Records shown ::

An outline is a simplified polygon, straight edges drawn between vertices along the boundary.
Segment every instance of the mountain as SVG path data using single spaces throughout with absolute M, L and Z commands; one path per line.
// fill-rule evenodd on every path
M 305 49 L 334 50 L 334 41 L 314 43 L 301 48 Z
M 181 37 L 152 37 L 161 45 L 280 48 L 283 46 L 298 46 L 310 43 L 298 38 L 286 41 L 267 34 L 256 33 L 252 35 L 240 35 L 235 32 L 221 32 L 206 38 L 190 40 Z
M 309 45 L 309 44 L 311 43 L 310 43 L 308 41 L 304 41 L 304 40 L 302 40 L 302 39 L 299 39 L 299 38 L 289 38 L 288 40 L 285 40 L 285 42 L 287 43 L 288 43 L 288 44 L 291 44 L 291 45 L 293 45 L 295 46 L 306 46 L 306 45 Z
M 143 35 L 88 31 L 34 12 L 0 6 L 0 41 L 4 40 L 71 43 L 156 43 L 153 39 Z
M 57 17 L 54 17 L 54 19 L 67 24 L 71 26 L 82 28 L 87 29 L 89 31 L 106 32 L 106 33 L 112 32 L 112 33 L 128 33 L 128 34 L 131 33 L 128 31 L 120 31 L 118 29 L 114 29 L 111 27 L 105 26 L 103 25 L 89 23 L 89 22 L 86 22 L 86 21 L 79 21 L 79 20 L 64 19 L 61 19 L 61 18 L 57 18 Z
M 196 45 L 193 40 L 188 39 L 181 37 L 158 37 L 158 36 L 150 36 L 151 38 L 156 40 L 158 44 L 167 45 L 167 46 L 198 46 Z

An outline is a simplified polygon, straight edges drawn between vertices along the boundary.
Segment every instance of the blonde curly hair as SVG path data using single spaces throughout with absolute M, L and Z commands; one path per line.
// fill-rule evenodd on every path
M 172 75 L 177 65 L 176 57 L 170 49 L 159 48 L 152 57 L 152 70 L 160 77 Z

What is expected ::
Extract the full listing above without altering anything.

Reply to the exercise ::
An outline is a simplified polygon, straight edges drawn between vertices along the boundary.
Segment every instance of the mountain as SVG path data using single spaces throughout with absolute M, L and Z commands; one path per line.
// fill-rule evenodd on every path
M 305 49 L 334 50 L 334 41 L 314 43 L 301 48 Z
M 181 37 L 152 37 L 161 45 L 280 48 L 283 46 L 298 46 L 310 43 L 298 38 L 286 41 L 267 34 L 256 33 L 252 35 L 240 35 L 235 32 L 221 32 L 206 38 L 190 40 Z
M 309 45 L 309 44 L 311 43 L 310 43 L 308 41 L 304 41 L 304 40 L 302 40 L 302 39 L 299 39 L 299 38 L 289 38 L 288 40 L 285 40 L 285 42 L 287 43 L 288 43 L 288 44 L 291 44 L 291 45 L 293 45 L 295 46 L 306 46 L 306 45 Z
M 143 35 L 88 31 L 34 12 L 0 6 L 0 41 L 4 40 L 71 43 L 156 43 L 153 39 Z
M 57 17 L 54 17 L 54 19 L 67 24 L 71 26 L 82 28 L 87 29 L 89 31 L 106 32 L 106 33 L 112 32 L 112 33 L 128 33 L 128 34 L 131 33 L 128 31 L 120 31 L 118 29 L 114 29 L 111 27 L 105 26 L 103 25 L 89 23 L 89 22 L 86 22 L 86 21 L 79 21 L 79 20 L 64 19 L 61 19 L 61 18 L 57 18 Z
M 196 45 L 193 40 L 188 39 L 181 37 L 158 37 L 158 36 L 150 36 L 151 38 L 156 40 L 158 44 L 167 45 L 167 46 L 198 46 Z

An outline is a simplified polygon, straight edges drawn between vertices along the boundary.
Segment every instance of the blonde curly hair as SVG path data using single spaces throughout with absolute M, L and Z commands; one path per line.
// fill-rule evenodd on every path
M 172 75 L 177 65 L 176 57 L 170 49 L 159 48 L 152 57 L 152 70 L 160 77 Z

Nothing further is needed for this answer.